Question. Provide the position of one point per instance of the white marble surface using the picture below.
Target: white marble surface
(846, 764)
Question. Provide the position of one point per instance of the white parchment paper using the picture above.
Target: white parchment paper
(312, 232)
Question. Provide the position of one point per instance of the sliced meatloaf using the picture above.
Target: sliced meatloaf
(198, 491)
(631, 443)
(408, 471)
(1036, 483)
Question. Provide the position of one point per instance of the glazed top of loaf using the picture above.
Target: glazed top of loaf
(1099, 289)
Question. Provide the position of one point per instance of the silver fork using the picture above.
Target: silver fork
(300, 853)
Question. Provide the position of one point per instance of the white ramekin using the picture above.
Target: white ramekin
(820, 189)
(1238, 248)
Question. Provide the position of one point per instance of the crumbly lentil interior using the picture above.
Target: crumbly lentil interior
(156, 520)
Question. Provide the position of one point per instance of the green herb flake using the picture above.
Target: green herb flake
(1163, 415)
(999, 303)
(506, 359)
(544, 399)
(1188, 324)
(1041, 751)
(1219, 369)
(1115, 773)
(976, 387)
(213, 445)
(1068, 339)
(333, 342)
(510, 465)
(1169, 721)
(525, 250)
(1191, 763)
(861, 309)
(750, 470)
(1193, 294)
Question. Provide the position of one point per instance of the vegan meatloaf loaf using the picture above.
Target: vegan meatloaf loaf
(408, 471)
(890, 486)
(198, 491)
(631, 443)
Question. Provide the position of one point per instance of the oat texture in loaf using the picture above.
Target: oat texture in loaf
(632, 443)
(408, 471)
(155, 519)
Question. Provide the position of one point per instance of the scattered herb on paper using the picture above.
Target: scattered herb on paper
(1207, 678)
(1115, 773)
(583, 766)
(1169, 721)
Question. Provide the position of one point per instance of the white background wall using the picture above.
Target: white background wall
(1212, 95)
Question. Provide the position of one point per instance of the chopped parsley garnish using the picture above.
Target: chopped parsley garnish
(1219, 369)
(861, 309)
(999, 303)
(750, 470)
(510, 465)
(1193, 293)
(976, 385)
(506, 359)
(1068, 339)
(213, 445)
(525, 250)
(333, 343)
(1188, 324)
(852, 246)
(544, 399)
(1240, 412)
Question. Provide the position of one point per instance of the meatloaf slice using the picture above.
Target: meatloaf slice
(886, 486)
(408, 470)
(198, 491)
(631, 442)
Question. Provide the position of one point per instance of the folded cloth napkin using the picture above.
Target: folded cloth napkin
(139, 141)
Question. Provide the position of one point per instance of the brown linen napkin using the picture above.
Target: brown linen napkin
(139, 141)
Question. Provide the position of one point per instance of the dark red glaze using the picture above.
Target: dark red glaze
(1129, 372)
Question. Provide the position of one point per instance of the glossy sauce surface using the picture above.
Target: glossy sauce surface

§ **Instructions for the task**
Transcribe all the material exactly.

§ **Answer for the task**
Question. Provide the position of one point per instance of the white marble surface using the picture below.
Target: white marble surface
(846, 764)
Question. Provide the position of one point per instance of the white parchment paper using the picture above.
Target: white parchment paper
(312, 232)
Question. Provide the position of one point per instance of the sliced meatloaf using the picture above.
Target: sliced meatloaf
(198, 491)
(631, 443)
(408, 471)
(1036, 483)
Question. Provide the position of one point per instance of the glazed top of loaf using the picture above.
Target: glazed top of loaf
(1099, 289)
Question. Provide the position of one point per instance of the silver fork using the picture above.
Target: silver fork
(300, 853)
Question. Provide the position of one point per instance of the white ramekin using the picture above.
Target: white ramekin
(820, 189)
(1238, 248)
Question. Provide the position of one point per instance of the crumbly lentil interior using the picture above.
Target: crumbly lentil interior
(156, 520)
Question. Provide the position of one point per instance of the green herb flake using the picture above.
Target: green herb flake
(1163, 415)
(999, 303)
(506, 359)
(544, 399)
(1188, 324)
(1041, 751)
(1219, 369)
(1115, 773)
(976, 387)
(213, 445)
(1068, 339)
(333, 342)
(510, 465)
(1169, 721)
(525, 250)
(1191, 763)
(861, 309)
(750, 470)
(1193, 294)
Question. Provide the position of one point per instance of the vegan meatloaf loaf using the picture above.
Target: vegan meatloaf loaf
(408, 471)
(890, 486)
(198, 491)
(631, 443)
Question. Provide the position of one point per instance of the oat texture in loaf using the picture above.
Target: oat texture in loaf
(632, 443)
(408, 471)
(155, 519)
Question. Provide the position of one point per instance of the scattered herb on paper using the picture above.
Target: scattered herb on paper
(1207, 678)
(1115, 773)
(583, 766)
(1169, 721)
Question. Provide the position of one point per instance of the white background wall using the picture above.
Target: white background wall
(1212, 95)
Question. Provide the position of one point per instance of the chopped parsley garnish using the picture above.
Target: chopped parsley garnish
(1219, 369)
(861, 309)
(999, 303)
(750, 470)
(510, 465)
(1193, 293)
(976, 385)
(506, 359)
(1068, 339)
(213, 445)
(525, 250)
(333, 343)
(1188, 324)
(852, 246)
(544, 399)
(1240, 412)
Question. Provide the position of one point per instance of the meatloaf slice using the picture above.
Target: meatloaf slice
(886, 486)
(408, 470)
(198, 491)
(631, 442)
Question. Provide the position of one point per instance of the folded cloth napkin using the picture above.
Target: folded cloth napkin
(139, 141)
Question. Provide the position of one point per instance of the brown linen napkin using the picture above.
Target: brown linen napkin
(139, 141)
Question. Provide the position of one point per instance of the dark red glaze using the picture above.
Target: dark red glaze
(1129, 372)
Question. Provide the position of one point per instance of the glossy sauce surface using the picture above.
Target: glossy sauce surface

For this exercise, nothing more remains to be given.